→ Problem to solve
Starting with the line that contains "Each <instance> block pairs" and stopping after the line that contains "box: [101, 26, 110, 38]", return each line below exactly as written, with no others.

Data items
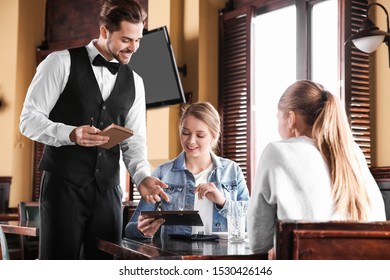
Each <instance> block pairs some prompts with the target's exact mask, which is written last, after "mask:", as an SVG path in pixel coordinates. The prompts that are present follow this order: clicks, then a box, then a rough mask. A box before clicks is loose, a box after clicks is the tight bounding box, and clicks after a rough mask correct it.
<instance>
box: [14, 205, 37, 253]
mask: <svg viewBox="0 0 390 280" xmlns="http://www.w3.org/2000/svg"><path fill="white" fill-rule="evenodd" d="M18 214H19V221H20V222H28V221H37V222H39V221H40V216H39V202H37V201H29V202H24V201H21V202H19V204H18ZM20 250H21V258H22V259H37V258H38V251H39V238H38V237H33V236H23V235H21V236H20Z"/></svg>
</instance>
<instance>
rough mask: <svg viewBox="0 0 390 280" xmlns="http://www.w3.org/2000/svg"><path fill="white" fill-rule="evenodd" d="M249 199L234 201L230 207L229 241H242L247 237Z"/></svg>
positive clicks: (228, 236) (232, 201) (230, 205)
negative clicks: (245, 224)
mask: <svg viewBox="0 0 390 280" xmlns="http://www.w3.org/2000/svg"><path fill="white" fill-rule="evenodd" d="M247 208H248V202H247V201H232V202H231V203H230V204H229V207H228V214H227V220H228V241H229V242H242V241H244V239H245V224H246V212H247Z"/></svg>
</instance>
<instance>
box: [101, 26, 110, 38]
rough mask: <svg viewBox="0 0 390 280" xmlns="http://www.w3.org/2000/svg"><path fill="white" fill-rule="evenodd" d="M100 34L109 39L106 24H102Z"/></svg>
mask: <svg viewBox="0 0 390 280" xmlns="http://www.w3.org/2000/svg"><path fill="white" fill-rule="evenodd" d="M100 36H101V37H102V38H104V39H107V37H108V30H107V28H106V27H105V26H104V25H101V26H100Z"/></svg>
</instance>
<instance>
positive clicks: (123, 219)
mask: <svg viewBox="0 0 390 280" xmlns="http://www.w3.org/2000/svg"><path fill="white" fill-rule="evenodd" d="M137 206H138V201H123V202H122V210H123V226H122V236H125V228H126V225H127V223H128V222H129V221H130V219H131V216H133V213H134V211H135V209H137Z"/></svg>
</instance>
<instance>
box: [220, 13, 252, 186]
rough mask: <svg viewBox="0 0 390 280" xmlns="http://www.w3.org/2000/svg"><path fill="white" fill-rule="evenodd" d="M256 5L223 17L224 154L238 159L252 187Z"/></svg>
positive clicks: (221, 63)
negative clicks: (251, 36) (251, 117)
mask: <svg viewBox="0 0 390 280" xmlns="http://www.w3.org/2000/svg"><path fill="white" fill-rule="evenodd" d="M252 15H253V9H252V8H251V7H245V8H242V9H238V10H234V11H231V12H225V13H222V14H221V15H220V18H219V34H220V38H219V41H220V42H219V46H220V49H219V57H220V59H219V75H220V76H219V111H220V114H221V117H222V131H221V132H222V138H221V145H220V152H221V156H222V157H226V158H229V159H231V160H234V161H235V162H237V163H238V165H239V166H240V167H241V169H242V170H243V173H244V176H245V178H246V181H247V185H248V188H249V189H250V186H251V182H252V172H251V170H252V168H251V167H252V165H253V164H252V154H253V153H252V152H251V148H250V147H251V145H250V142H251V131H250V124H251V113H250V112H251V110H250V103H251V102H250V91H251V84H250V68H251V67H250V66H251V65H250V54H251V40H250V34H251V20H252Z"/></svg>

==

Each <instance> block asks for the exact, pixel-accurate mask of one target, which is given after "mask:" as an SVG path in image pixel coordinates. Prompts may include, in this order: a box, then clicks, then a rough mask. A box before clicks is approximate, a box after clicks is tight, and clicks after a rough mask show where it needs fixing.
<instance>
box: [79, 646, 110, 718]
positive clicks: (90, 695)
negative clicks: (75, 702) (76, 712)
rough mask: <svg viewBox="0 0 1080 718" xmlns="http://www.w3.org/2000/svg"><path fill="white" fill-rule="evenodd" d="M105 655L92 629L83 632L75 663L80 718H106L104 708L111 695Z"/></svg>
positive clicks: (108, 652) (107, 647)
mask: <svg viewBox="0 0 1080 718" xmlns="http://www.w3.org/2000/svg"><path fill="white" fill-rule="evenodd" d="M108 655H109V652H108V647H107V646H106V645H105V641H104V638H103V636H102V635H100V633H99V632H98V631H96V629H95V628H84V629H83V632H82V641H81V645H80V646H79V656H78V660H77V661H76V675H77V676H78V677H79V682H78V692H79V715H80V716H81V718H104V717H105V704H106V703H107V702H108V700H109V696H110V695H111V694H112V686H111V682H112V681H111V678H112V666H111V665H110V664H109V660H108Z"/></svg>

→ Problem solution
Each <instance> block pairs some prompts with the target's exact mask, which is written last, after "mask:", as an SVG path in pixel coordinates. The prompts that are present follow this order: clicks, then a box, then a rough mask. A box before clicks is loose, a box after clicks is the tight bounding box, and clicks after a rough mask correct it.
<instance>
box: [14, 205, 37, 253]
mask: <svg viewBox="0 0 390 280" xmlns="http://www.w3.org/2000/svg"><path fill="white" fill-rule="evenodd" d="M18 214H19V221H20V222H28V221H37V222H39V221H40V216H39V202H37V201H29V202H24V201H21V202H19V204H18ZM20 250H21V258H22V259H37V258H38V251H39V238H38V237H33V236H23V235H21V236H20Z"/></svg>
</instance>
<instance>
rough mask: <svg viewBox="0 0 390 280" xmlns="http://www.w3.org/2000/svg"><path fill="white" fill-rule="evenodd" d="M249 199L234 201L230 207L229 241H242L247 237Z"/></svg>
positive clicks: (228, 236) (232, 201) (230, 205)
negative clicks: (245, 224)
mask: <svg viewBox="0 0 390 280" xmlns="http://www.w3.org/2000/svg"><path fill="white" fill-rule="evenodd" d="M247 208H248V202H247V201H232V202H231V203H230V204H229V207H228V214H227V220H228V241H229V242H242V241H244V239H245V224H246V212H247Z"/></svg>
</instance>
<instance>
box: [101, 26, 110, 38]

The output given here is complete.